--- Текст для чтения ---

В конце прошлого месяца состоялся визит премьер-министра Турции Реджепа Эрдогана в Иран. С турецко-иранским саммитом на высшем уровне Анкара связывала большие надежды. Прежде всего, по части выведения двусторонних отношений из состояния неопределённости, которая все предыдущие годы антииранской политики санкций Запада негативным образом затронула связи двух исторических соседей.

Турция и Иран создают Совет сотрудничества высшего уровня (ССВУ). Предварительные итоги визита Эрдогана показали взаимный настрой Анкары и Тегерана найти взаимоприемлемые формы "сосуществования" вокруг сирийского конфликта. И всё же вояж турецкого премьера в очередной раз продемонстрировал серьёзные лимиты для сближения Турции и Ирана в политической плоскости их отношений. Период 2007-2012 годов дал Анкаре шанс стать партнёром иранцев на долгие годы вперёд. Но Турция осталась в орбите евроалантического влияния, разряжая нараставшую конкуренцию с Ираном лишь эпизодическими декларациями о сохранении турецко-иранских экономических отношений в недосягаемости для санкционной политики Запада.

Недоверие Ирана к Турции достигло пика на рубеже 2012-2013 годов. Осенью 2012 года Турция обратилась к НАТО с запросом о размещении на своей границе с Сирией комплексов ПВО ∕ ПРО "Patriot". Запрос был удовлетворён Североатлантическим альянсом в кратчайшие сроки. Уже в январе 2013 года батареи "Patriot" были дислоцированы в южных провинциях Турции (Кахраманмараш, Адана и Газиантеп). С конца 2011 года в Турции на боевое дежурство заступил мобильный радар передового базирования США.

Указанные шаги турецкой стороны были расценены Тегераном в однозначно недружественных тонах. Общий фон взаимных подозрений Ирана и Турции наиболее отчётливо проявился с нарастанием кризиса в Сирии. В Тегеране рассудили следующим образом. Если в марте 2003 года Турция могла воспротивиться вводу американских войск в Ирак через свою территорию, то почему годами спустя она не заняла схожую позицию в сирийском конфликте? От Турции в Иране ожидали нейтрального отношения к внутрисирийскому конфликту, а получили откровенный курс на вмешательство в дела соседнего государства.

--- Записи ---

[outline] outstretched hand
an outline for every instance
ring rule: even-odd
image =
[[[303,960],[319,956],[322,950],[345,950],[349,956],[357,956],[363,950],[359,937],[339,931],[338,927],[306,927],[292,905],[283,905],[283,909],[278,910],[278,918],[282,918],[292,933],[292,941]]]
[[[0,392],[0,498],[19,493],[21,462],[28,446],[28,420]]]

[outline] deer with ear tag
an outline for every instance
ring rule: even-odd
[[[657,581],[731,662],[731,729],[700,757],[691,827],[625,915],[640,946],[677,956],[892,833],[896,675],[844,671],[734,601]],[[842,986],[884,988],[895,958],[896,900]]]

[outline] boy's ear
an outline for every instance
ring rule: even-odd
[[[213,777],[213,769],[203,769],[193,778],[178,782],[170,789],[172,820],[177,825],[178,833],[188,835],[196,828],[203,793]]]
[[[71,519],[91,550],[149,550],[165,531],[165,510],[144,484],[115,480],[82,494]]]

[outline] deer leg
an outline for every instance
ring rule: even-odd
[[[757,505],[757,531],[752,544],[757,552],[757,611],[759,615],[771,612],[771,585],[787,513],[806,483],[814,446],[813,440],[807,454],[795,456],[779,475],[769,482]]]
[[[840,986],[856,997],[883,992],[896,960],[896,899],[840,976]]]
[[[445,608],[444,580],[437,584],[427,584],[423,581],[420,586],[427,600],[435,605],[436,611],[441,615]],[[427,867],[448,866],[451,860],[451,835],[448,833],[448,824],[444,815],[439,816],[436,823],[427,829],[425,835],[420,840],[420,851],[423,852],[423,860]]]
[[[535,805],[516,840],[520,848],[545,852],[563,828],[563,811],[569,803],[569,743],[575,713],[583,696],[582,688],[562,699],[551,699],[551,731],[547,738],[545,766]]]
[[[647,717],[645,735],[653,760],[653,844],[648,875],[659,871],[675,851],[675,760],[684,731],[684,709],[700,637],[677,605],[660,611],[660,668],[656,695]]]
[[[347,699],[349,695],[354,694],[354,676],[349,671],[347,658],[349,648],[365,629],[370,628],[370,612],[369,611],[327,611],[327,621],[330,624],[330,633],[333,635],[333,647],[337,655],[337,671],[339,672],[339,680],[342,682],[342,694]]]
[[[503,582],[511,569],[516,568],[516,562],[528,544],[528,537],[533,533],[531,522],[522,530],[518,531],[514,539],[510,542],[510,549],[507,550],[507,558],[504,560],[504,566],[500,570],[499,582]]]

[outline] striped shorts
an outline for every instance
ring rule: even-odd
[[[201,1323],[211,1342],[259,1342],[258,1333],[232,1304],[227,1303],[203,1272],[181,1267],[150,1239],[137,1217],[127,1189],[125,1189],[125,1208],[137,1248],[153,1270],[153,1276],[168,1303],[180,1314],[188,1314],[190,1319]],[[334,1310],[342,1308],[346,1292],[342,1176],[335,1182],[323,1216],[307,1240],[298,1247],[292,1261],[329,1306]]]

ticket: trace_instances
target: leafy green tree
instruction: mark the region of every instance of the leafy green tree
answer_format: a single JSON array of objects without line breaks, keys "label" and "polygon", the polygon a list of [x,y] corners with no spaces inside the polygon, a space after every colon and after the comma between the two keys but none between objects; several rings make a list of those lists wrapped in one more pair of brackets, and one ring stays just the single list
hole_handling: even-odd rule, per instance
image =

---

→ Письменное задание A
Ответьте по тексту о визите Эрдогана в Иран:
(i) Какой совет создают Турция и Иран?
(ii) Когда и в каких провинциях Турции были размещены батареи "Patriot"?
(iii) Какого отношения к внутрисирийскому конфликту ждали от Турции в Иране?
→ Письменное задание B
Почему, согласно тексту о визите Эрдогана в Иран, в Тегеране считали, что Турция могла бы занять иную позицию в сирийском конфликте?

→ Полный ответ A
(i) Совет сотрудничества высшего уровня (ССВУ).
(ii) В январе 2013 года, в провинциях Кахраманмараш, Адана и Газиантеп.
(iii) Нейтрального.

→ Полный ответ B
В марте 2003 года Турция смогла воспротивиться вводу американских войск в Ирак через свою территорию. Поэтому в Тегеране ждали от неё схожей позиции и в сирийском конфликте, то есть нейтрального отношения. Вместо этого Турция взяла откровенный курс на вмешательство в дела соседнего государства.